--- START Provided records ---

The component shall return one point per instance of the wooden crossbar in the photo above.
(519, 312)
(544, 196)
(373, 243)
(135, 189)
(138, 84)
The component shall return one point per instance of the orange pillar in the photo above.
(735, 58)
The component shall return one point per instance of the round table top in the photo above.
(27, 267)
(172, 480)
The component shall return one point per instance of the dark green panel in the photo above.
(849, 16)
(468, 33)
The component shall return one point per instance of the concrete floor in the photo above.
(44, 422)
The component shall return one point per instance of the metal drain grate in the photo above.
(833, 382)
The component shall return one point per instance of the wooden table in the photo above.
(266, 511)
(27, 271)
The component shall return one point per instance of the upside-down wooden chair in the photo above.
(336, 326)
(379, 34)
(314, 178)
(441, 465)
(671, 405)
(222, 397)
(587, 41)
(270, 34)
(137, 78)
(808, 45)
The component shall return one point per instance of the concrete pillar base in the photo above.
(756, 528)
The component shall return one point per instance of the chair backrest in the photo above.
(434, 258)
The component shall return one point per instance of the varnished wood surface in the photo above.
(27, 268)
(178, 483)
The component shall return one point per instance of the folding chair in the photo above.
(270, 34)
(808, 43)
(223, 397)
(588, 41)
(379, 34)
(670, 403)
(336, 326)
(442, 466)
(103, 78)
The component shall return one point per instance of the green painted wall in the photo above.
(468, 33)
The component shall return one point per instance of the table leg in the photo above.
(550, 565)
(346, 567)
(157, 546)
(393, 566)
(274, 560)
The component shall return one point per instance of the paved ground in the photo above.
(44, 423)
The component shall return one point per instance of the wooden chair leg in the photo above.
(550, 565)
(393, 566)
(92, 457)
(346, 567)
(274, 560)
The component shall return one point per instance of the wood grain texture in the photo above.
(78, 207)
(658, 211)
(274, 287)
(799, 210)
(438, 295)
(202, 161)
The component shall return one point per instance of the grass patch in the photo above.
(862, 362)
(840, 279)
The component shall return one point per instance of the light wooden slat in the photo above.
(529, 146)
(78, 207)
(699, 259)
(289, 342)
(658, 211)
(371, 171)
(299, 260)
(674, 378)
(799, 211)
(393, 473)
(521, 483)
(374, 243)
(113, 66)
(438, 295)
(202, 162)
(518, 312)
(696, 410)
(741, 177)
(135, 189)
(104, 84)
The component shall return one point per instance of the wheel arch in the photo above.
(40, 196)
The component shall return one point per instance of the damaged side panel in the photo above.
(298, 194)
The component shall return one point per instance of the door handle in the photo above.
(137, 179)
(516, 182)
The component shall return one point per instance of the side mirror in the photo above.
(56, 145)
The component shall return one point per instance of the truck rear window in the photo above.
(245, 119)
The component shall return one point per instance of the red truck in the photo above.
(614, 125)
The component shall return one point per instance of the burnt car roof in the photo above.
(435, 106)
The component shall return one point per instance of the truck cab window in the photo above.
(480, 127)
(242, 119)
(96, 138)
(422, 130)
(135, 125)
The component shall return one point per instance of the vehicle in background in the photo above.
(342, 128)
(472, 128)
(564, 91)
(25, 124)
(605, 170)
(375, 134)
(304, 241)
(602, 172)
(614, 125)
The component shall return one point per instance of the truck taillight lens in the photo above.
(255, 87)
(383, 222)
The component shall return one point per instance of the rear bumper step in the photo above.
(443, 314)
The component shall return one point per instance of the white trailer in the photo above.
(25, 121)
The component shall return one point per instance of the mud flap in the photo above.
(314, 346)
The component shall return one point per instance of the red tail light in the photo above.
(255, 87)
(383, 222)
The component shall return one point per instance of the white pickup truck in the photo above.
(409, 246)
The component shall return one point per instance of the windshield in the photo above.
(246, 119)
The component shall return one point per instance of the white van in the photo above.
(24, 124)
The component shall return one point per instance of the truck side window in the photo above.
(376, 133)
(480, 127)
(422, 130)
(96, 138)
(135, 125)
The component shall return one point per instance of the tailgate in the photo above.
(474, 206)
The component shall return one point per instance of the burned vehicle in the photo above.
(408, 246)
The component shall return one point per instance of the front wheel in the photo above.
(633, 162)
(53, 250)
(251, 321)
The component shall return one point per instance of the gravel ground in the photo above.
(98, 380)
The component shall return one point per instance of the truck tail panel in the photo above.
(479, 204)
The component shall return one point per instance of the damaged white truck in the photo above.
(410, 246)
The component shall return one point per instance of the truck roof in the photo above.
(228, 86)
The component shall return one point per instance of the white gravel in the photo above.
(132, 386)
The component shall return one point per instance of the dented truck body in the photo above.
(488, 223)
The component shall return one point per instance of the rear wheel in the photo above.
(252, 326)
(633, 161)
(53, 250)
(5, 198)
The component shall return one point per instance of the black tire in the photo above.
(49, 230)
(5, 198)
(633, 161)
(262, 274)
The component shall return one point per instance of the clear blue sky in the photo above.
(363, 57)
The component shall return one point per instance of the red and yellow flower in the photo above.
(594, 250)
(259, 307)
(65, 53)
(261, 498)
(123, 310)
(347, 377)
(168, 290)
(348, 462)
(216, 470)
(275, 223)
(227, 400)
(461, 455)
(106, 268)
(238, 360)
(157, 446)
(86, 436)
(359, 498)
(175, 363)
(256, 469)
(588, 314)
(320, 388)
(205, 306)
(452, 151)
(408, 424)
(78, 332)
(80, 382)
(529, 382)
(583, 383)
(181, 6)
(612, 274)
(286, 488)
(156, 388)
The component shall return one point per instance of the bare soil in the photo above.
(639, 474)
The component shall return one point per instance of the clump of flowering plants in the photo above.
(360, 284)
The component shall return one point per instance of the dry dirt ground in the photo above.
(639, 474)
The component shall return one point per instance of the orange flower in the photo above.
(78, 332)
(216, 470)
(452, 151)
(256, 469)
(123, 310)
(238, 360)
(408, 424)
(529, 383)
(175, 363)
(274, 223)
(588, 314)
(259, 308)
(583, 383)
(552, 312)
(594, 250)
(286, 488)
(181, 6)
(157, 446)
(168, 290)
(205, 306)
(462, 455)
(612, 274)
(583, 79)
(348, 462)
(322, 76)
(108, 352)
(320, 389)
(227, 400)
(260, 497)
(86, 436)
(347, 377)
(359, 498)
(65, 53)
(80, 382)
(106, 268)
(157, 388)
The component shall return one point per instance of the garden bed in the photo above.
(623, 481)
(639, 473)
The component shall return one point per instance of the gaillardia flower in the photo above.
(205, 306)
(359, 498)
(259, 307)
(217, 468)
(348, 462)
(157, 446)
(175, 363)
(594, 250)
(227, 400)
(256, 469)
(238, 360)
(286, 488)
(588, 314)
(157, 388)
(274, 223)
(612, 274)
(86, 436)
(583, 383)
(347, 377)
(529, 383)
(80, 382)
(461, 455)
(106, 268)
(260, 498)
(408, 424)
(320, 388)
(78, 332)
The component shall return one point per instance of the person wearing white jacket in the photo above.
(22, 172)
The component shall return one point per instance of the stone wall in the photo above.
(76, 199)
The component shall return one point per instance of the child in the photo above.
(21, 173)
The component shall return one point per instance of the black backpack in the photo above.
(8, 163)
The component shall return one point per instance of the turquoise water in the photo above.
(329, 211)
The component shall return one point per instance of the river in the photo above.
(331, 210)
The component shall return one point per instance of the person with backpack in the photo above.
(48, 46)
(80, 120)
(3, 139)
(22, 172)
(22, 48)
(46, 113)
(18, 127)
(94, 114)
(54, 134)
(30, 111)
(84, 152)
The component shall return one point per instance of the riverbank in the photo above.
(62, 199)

--- END Provided records ---

Directive: Repeat the data above, word for word.

Answer for the task:
The component shall return one point per instance of the wooden crossbar in the photo above.
(519, 312)
(544, 196)
(373, 243)
(135, 189)
(138, 84)
The component shall return one point per instance of the orange pillar in the photo above.
(735, 58)
The component shall return one point per instance of the round table top in the photo above.
(27, 267)
(172, 480)
The component shall return one point per instance of the dark green panel in the photo above.
(849, 16)
(468, 33)
The component shall return one point per instance of the concrete floor in the photo above.
(44, 422)
The component shall return one point per instance of the metal drain grate in the photo above.
(833, 382)
The component shall return one point per instance of the wooden table in the photo above.
(266, 511)
(27, 271)
The component shall return one point per instance of the upside-down wooden chair in the photo above.
(336, 326)
(379, 34)
(314, 178)
(441, 465)
(671, 405)
(222, 397)
(587, 41)
(270, 34)
(137, 78)
(808, 45)
The component shall return one point per instance of the concrete pillar base in the photo above.
(756, 528)
The component shall return one point per instance of the chair backrest in the photo above.
(434, 258)
The component shall return one point per instance of the varnished wood surface in the photo above.
(27, 268)
(178, 483)
The component shall return one point per instance of the folding chair in the photo above.
(270, 34)
(808, 43)
(223, 397)
(588, 41)
(379, 34)
(670, 403)
(336, 326)
(442, 466)
(103, 78)
The component shall return one point per instance of the green painted wall in the photo above.
(468, 33)
The component shall return one point per instance of the table leg in the photo above.
(550, 565)
(346, 567)
(157, 546)
(393, 566)
(274, 560)
The component shall return one point per instance of the paved ground in the photo above.
(44, 423)
The component shall return one point per instance of the wooden chair leg in the photo above.
(550, 565)
(393, 566)
(92, 457)
(346, 567)
(274, 560)
The component shall return one point per instance of the wood grain texture in the photo above.
(78, 207)
(658, 211)
(274, 287)
(799, 210)
(438, 295)
(202, 161)
The component shall return one point per instance of the grass patch in the photo above.
(862, 362)
(840, 279)
The component shall return one point per instance of the light wooden slat in the photo above.
(529, 146)
(78, 207)
(699, 259)
(289, 342)
(658, 211)
(371, 171)
(299, 260)
(674, 378)
(799, 211)
(393, 473)
(521, 483)
(374, 243)
(113, 66)
(438, 295)
(202, 162)
(518, 312)
(696, 410)
(741, 177)
(135, 189)
(104, 84)
The component shall return one point per instance of the wheel arch in the photo above.
(40, 196)
The component shall return one point per instance of the damaged side panel in the photo above.
(298, 194)
The component shall return one point per instance of the door handle in the photo above.
(137, 179)
(516, 182)
The component shall return one point per instance of the side mirror in the photo above.
(56, 145)
The component shall return one point per instance of the truck rear window in the photo above.
(245, 119)
The component shall return one point per instance of the red truck in the photo above.
(614, 125)
The component shall return one point per instance of the burnt car roof in the photo above.
(435, 106)
The component shall return one point per instance of the truck cab window in the photo above.
(480, 127)
(242, 119)
(96, 138)
(422, 130)
(135, 125)
The component shall return one point per instance of the vehicle in background in the photo above.
(342, 128)
(472, 128)
(564, 91)
(25, 124)
(605, 170)
(375, 134)
(304, 241)
(602, 172)
(614, 125)
The component shall return one point per instance of the truck taillight lens in the photo above.
(255, 87)
(383, 222)
The component shall return one point per instance of the rear bumper step in the photo above.
(443, 314)
The component shall return one point per instance of the white trailer in the photo above.
(25, 121)
The component shall return one point per instance of the mud flap in the photo above.
(314, 346)
The component shall return one point per instance of the red tail light in the photo above.
(255, 87)
(383, 222)
The component shall return one point per instance of the white pickup truck in the photo above.
(409, 246)
The component shall return one point per instance of the windshield in the photo above.
(246, 119)
The component shall return one point per instance of the white van in the photo above.
(24, 124)
The component shall return one point per instance of the truck side window in the photo above.
(376, 133)
(480, 127)
(422, 130)
(96, 138)
(135, 125)
The component shall return one point per instance of the tailgate in the photo above.
(474, 206)
The component shall return one point per instance of the burned vehicle in the photo above.
(408, 246)
The component shall return one point per instance of the front wheel in the photo above.
(633, 162)
(53, 250)
(251, 321)
The component shall return one point per instance of the gravel ground in the photo above.
(98, 380)
The component shall return one point per instance of the truck tail panel in the photo above.
(479, 204)
The component shall return one point per instance of the damaged white truck in the photo above.
(410, 246)
The component shall return one point per instance of the truck roof in the photo above.
(228, 86)
The component shall return one point per instance of the white gravel in the photo above.
(132, 386)
The component shall return one point per instance of the dented truck body in the photo above.
(488, 223)
The component shall return one point per instance of the rear wheel in the photo above.
(252, 326)
(633, 161)
(53, 250)
(5, 198)
The component shall return one point per instance of the black tire in the photo above.
(49, 230)
(5, 198)
(633, 161)
(262, 274)
The component shall return one point per instance of the clear blue sky in the photo above.
(363, 57)
The component shall return one point per instance of the red and yellow flower in the photo above.
(594, 250)
(259, 307)
(65, 53)
(261, 498)
(123, 310)
(347, 377)
(168, 290)
(348, 462)
(216, 470)
(275, 223)
(227, 400)
(461, 455)
(106, 268)
(238, 360)
(157, 446)
(86, 436)
(359, 498)
(175, 363)
(256, 469)
(588, 314)
(320, 388)
(205, 306)
(452, 151)
(408, 424)
(78, 332)
(80, 382)
(529, 382)
(583, 383)
(181, 6)
(612, 274)
(286, 488)
(156, 388)
The component shall return one point per instance of the bare soil in the photo above.
(639, 474)
The component shall return one point per instance of the clump of flowering plants in the photo above.
(360, 284)
The component shall return one point per instance of the dry dirt ground in the photo above.
(639, 474)
The component shall return one point per instance of the orange flower in the photo above.
(78, 332)
(216, 470)
(452, 151)
(256, 469)
(123, 310)
(238, 360)
(408, 424)
(529, 383)
(175, 363)
(274, 223)
(588, 314)
(259, 308)
(583, 383)
(552, 312)
(594, 250)
(286, 488)
(181, 6)
(157, 446)
(168, 290)
(205, 306)
(462, 455)
(612, 274)
(583, 79)
(348, 462)
(322, 76)
(108, 352)
(320, 389)
(227, 400)
(260, 497)
(86, 436)
(347, 377)
(359, 498)
(65, 53)
(80, 382)
(106, 268)
(157, 388)
The component shall return one point per instance of the garden bed in the photo above.
(623, 481)
(639, 473)
The component shall return one point per instance of the gaillardia flower in the photo above.
(205, 306)
(359, 498)
(259, 307)
(217, 468)
(348, 462)
(157, 446)
(175, 363)
(594, 250)
(227, 400)
(256, 469)
(238, 360)
(286, 488)
(588, 314)
(157, 388)
(274, 223)
(612, 274)
(86, 436)
(583, 383)
(347, 377)
(529, 383)
(80, 382)
(461, 455)
(106, 268)
(260, 498)
(408, 424)
(320, 388)
(78, 332)
The component shall return one point per instance of the person wearing white jacket in the photo above.
(22, 172)
The component shall return one point per instance of the stone wall in the photo above.
(76, 199)
The component shall return one point per instance of the child in the photo above.
(21, 173)
The component shall return one point per instance of the black backpack in the photo above.
(8, 163)
The component shall return one point per instance of the turquoise water in the photo above.
(329, 211)
The component shall return one point per instance of the river in the photo above.
(331, 210)
The component shall return one point per instance of the person with backpack in the photo above.
(48, 46)
(80, 120)
(3, 139)
(22, 172)
(22, 48)
(46, 113)
(18, 127)
(94, 114)
(54, 134)
(30, 111)
(84, 152)
The component shall return one point per instance of the riverbank in the photo above.
(62, 199)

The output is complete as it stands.